READING PASSAGE

※

Trimming track times for future wins
“This is more information than these athletes have ever had about the impact of what they’re doing while sliding,” Wei said. “It was a real eye-opener for them.”
To further test the athletes, suits, and headgear, Wei also developed a state-of-the-art diagnostic tool using a video-based flow measurement technique known as Digital Particle Image Velocimetry. He bounced a green pulse laser off a cylindrical lens to create a thin sheet of light, which he shined over the shoulders of athletes laying the test system. Wei then introduced theatrical fog into the front of the test bed.
Wei videotaped the fog as it was pushed around by the wind tunnel exhaust, and then used sophisticated mathematics, computer modeling, and stop-motion video to track the behavior of the swirly fog as it rolled off the bodies and heads of the athletes. This data, he said, can be used to identify vortices, pinpoint the movement of air, and hopefully identify new and more detailed methods for skeleton athletes to reduce their drag.

※

INFORMATION PROVIDED
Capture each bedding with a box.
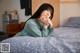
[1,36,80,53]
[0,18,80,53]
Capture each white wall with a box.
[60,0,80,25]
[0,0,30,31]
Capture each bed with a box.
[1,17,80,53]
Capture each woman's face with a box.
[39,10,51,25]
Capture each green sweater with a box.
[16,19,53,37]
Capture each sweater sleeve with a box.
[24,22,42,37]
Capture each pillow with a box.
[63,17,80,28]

※

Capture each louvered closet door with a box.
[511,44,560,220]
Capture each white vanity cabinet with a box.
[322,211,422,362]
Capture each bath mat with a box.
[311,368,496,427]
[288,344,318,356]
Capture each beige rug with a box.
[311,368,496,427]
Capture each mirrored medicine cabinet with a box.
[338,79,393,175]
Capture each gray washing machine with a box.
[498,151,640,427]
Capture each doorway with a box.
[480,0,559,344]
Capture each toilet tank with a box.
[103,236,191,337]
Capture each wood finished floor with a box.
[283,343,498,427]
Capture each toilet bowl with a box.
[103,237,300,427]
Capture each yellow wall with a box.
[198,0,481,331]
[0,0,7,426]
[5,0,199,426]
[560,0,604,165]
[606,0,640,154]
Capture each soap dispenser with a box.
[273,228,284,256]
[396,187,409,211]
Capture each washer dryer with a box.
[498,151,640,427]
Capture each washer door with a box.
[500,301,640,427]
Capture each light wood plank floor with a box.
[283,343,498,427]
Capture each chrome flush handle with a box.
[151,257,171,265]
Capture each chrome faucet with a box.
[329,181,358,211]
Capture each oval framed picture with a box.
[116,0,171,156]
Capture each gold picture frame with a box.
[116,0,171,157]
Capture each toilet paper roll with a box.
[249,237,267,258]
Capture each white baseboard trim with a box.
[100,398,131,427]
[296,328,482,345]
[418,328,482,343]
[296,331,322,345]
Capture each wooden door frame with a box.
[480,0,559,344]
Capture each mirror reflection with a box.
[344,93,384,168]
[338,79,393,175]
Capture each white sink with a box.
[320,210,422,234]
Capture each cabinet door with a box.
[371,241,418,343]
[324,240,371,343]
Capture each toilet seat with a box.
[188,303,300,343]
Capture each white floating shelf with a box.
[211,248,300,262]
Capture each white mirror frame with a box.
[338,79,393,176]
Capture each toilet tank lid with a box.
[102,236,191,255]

※

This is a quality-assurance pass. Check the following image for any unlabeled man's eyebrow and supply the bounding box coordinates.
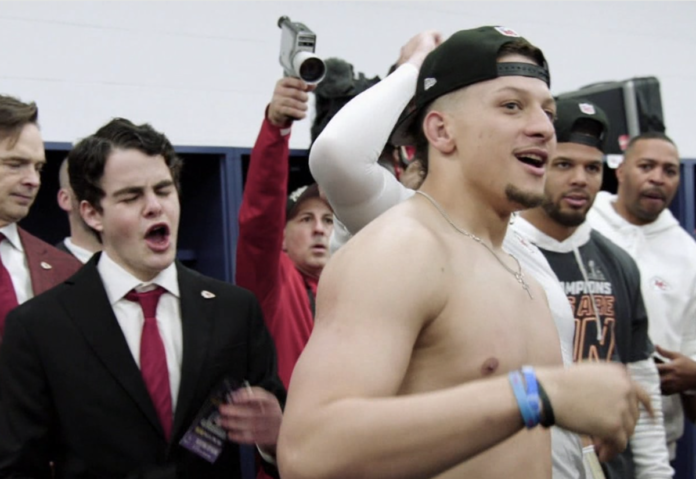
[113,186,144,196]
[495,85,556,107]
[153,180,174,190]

※

TASK TO COMPLETE
Continue the article about Wei's airflow testing with skeleton athletes, starting right after its last sentence.

RESPONSE BOX
Meanwhile, a team of undergraduate students in the O.T. Swanson Multidisciplinary Design Lab looked at different engineering techniques to help improve the skeleton sleds. They developed a data acquisition system for the sleds, which measured specific mechanical properties of the sled in real-time as the athlete guided it down the track. One component of this system is a camera that attaches to the slider’s helmet, providing athletes and coaches with a new proof-of-concept tool from which to learn.